Thursday, February 18, 2010

Testosterone Types -- Finale

So ... where did I leave off ... ohhh yes ... our last two testosterone types !

As the search continues, we find the next category of testosterone has fewer candidates but they are usually much more pleasant to deal with even if you’re not getting your question answered … Silky Simon. Simon is smooth as silk and an expert spin meister. He does a mean sidestep as well. Simon is a proud man. He is classic, cultured and refined … a Boston blue blood. He is a well-dressed, sometimes classically handsome, charmer. His clothes are meticulous and he carries himself with a confident stride. When he opens his mouth all the right words float out. He can say a lot and nothing at the same time. Ask a question and Simon gives you an answer. The words are carefully chosen but Simon has eloquently danced around a real answer.  Think the finest wine, the smoothest scotch or the most exquisite liqueur … now think testosterone stirred, not shaken, with potable pride. 
While Silky Simon can be something really nice to look at … eye candy in the upper ranks of management … the real trouble is that you don’t know if you can trust him. He seems to say the right things but that little voice in the back of your head, or the pit of your stomach or wherever that little voice lives within you, keeps shouting at you to consider the source and don’t take what is being said at face value. I have learned to listen to my little voice. Inevitably I always regret it when I don’t.  When Silky Simon walks into a room, that voice goes spastic.

# STATED PROBLEM 1:
List the three drinks the blog post about testosterone types names when it asks the reader to picture Silky Simon.

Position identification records
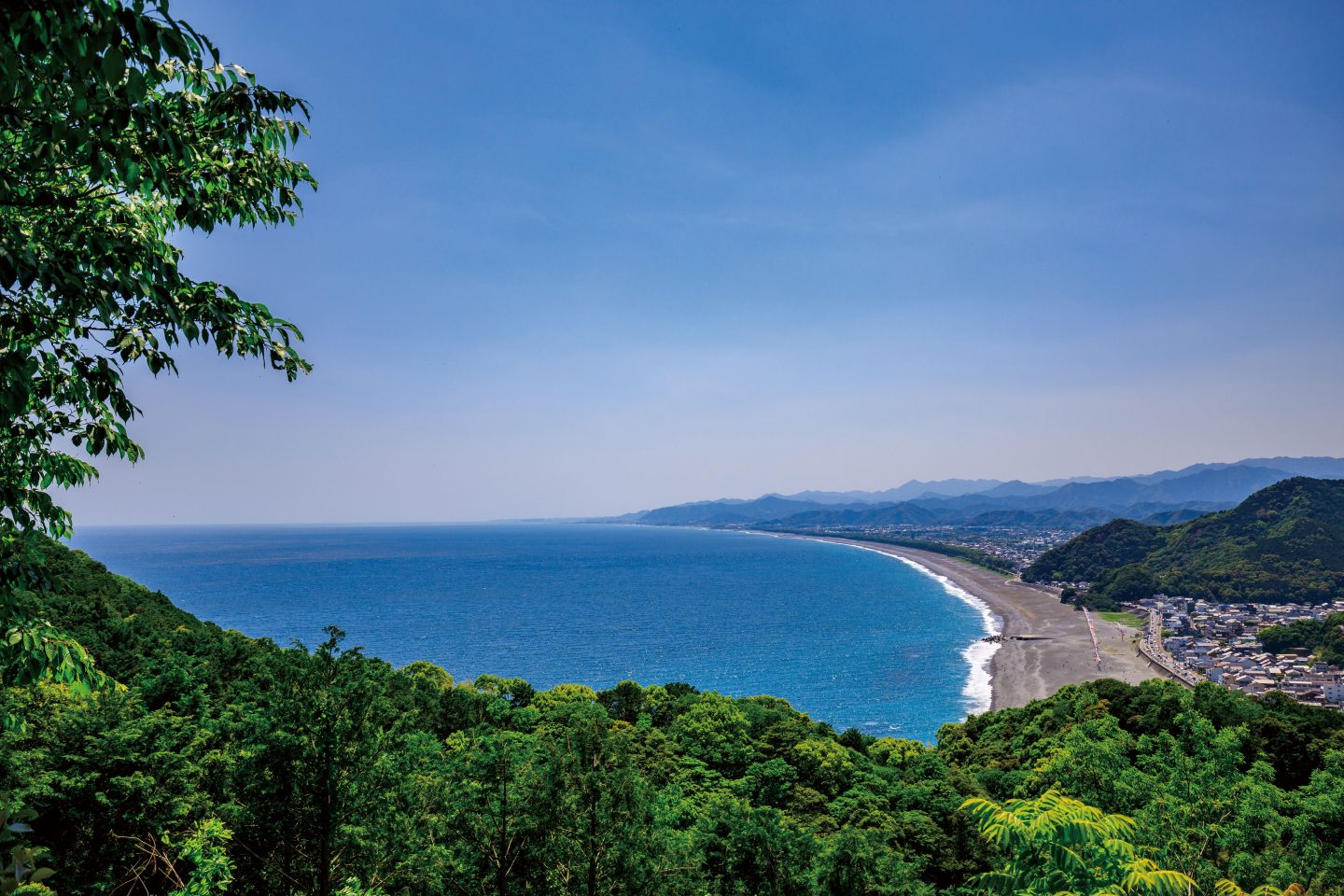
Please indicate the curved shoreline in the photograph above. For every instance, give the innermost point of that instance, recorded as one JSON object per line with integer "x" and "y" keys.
{"x": 1059, "y": 649}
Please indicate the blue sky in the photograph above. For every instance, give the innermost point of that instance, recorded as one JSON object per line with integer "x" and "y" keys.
{"x": 586, "y": 259}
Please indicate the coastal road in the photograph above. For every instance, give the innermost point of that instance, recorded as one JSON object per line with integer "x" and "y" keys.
{"x": 1059, "y": 649}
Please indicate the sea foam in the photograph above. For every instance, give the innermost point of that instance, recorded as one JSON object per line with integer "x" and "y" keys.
{"x": 979, "y": 692}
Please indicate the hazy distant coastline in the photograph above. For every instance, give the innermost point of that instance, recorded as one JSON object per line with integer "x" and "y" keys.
{"x": 1059, "y": 647}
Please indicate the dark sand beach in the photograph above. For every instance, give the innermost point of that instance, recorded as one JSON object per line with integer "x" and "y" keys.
{"x": 1059, "y": 649}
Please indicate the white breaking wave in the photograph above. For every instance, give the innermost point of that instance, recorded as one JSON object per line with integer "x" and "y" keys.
{"x": 979, "y": 692}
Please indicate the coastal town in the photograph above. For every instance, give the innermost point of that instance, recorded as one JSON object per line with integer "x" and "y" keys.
{"x": 1202, "y": 641}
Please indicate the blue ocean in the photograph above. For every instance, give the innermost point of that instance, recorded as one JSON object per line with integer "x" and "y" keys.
{"x": 848, "y": 636}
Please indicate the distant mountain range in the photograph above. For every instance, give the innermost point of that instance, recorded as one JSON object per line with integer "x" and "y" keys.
{"x": 1161, "y": 498}
{"x": 1282, "y": 543}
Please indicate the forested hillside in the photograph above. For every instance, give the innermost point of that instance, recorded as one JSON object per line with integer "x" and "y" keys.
{"x": 305, "y": 768}
{"x": 1283, "y": 543}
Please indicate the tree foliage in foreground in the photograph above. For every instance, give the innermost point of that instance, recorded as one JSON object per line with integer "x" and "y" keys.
{"x": 329, "y": 766}
{"x": 119, "y": 127}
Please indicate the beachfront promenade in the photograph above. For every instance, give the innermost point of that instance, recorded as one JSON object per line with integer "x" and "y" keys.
{"x": 1152, "y": 648}
{"x": 1044, "y": 645}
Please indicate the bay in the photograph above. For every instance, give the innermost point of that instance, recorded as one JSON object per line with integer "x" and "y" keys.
{"x": 851, "y": 637}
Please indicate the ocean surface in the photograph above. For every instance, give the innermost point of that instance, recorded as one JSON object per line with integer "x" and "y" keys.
{"x": 848, "y": 636}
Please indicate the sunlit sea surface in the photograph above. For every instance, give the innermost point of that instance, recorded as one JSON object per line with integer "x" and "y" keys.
{"x": 847, "y": 636}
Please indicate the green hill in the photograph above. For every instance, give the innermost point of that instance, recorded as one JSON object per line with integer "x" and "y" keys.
{"x": 1282, "y": 543}
{"x": 329, "y": 764}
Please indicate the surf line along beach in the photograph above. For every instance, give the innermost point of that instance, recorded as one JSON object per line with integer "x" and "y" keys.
{"x": 1046, "y": 644}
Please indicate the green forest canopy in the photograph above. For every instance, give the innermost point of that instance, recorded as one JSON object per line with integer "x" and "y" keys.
{"x": 329, "y": 764}
{"x": 1282, "y": 543}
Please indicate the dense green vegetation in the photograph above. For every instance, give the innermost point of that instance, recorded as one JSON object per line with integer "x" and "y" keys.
{"x": 304, "y": 768}
{"x": 1323, "y": 637}
{"x": 1101, "y": 548}
{"x": 1283, "y": 543}
{"x": 119, "y": 127}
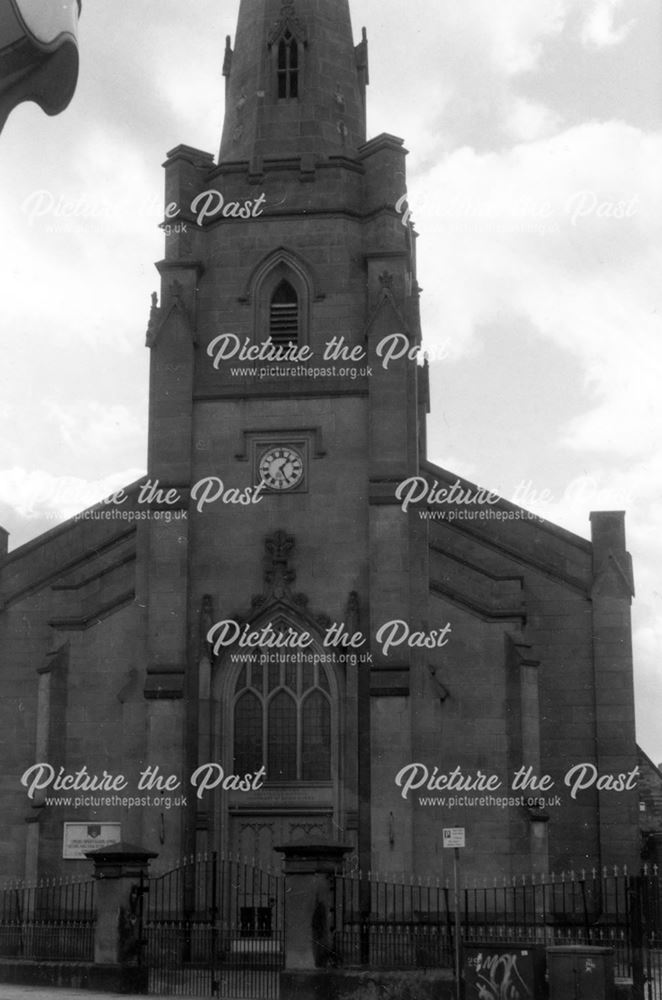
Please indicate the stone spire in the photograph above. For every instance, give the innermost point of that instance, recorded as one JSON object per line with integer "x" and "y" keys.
{"x": 295, "y": 82}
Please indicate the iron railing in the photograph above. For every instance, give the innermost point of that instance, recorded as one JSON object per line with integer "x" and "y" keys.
{"x": 53, "y": 920}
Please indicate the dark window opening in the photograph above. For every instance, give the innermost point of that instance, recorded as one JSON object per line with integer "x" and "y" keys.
{"x": 282, "y": 721}
{"x": 284, "y": 315}
{"x": 248, "y": 752}
{"x": 288, "y": 67}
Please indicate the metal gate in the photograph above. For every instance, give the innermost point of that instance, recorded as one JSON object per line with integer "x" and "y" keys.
{"x": 213, "y": 927}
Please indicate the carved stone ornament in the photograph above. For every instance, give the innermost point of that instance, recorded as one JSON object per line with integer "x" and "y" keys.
{"x": 288, "y": 21}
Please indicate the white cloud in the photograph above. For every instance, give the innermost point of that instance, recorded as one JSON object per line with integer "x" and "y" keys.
{"x": 599, "y": 29}
{"x": 529, "y": 120}
{"x": 90, "y": 427}
{"x": 36, "y": 494}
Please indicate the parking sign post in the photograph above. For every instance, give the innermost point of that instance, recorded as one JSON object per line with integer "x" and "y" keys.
{"x": 453, "y": 837}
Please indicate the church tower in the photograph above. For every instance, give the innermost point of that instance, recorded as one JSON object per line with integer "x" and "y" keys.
{"x": 280, "y": 423}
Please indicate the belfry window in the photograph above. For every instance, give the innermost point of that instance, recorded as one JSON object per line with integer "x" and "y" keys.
{"x": 282, "y": 720}
{"x": 288, "y": 67}
{"x": 284, "y": 315}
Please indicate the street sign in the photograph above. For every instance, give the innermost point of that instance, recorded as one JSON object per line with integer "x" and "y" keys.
{"x": 454, "y": 836}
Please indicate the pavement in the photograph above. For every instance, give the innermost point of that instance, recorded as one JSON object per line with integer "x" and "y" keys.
{"x": 8, "y": 992}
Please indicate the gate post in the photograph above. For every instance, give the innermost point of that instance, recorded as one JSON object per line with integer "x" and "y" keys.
{"x": 120, "y": 871}
{"x": 310, "y": 869}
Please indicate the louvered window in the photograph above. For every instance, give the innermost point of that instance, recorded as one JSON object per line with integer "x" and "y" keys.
{"x": 288, "y": 67}
{"x": 284, "y": 315}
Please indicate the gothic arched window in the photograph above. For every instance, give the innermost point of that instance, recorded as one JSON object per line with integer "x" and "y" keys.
{"x": 284, "y": 315}
{"x": 282, "y": 719}
{"x": 288, "y": 67}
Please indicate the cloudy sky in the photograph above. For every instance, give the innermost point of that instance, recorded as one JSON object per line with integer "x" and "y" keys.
{"x": 535, "y": 138}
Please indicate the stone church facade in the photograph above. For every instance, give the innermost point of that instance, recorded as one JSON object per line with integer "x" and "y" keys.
{"x": 267, "y": 615}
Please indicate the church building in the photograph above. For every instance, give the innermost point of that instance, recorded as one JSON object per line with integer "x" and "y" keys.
{"x": 296, "y": 624}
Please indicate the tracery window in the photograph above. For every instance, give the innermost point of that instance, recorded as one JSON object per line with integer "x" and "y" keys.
{"x": 282, "y": 719}
{"x": 284, "y": 315}
{"x": 288, "y": 67}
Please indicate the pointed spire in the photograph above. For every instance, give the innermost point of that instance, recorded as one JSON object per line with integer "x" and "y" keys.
{"x": 295, "y": 82}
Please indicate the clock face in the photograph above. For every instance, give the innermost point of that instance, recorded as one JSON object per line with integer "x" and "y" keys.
{"x": 281, "y": 467}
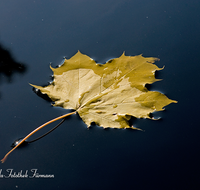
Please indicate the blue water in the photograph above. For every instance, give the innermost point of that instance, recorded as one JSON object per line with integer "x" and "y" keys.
{"x": 36, "y": 33}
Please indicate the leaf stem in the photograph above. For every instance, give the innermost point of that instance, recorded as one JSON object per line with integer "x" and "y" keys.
{"x": 34, "y": 131}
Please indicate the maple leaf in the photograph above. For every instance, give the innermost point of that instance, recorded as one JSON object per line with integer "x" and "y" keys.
{"x": 107, "y": 94}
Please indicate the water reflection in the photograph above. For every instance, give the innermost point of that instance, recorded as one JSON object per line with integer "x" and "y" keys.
{"x": 8, "y": 66}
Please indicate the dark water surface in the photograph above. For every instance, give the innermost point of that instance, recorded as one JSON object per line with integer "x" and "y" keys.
{"x": 35, "y": 33}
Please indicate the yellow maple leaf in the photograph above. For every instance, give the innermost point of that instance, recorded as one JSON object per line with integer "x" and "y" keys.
{"x": 107, "y": 94}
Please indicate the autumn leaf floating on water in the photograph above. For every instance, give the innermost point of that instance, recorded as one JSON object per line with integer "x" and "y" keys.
{"x": 107, "y": 94}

# STATED PROBLEM 2:
Reproduce the listing from the line that contains "Please indicate the water" through the end of the listing, inclusive, with the requests included. Multiply every coordinate in the answers by 2.3 and round each result to a whole number, rounding halves up.

# CORRECT RESPONSE 1:
the finest wine
the smoothest scotch
the most exquisite liqueur

# CORRECT RESPONSE 2:
Please indicate the water reflection in the photograph above. For every instance, give the innermost point of that instance, recorded as one JSON object per line with integer "x" and "y" keys.
{"x": 18, "y": 152}
Please indicate the dark water surface in the photograph above. For every instance, give the innermost point of that instance, recorded as one JSON object per line with integer "x" and "y" keys.
{"x": 81, "y": 76}
Please indicate the yellow maple leaf in the photograph above. For every instance, give the innermost point of that instance, recorded as one JSON object per line with integer "x" and "y" keys.
{"x": 246, "y": 216}
Please indicate the autumn leaf floating on water in the photograph above. For every instance, give the innermost point of that instance, recorded as one JSON object per line with integer "x" and "y" keys.
{"x": 246, "y": 216}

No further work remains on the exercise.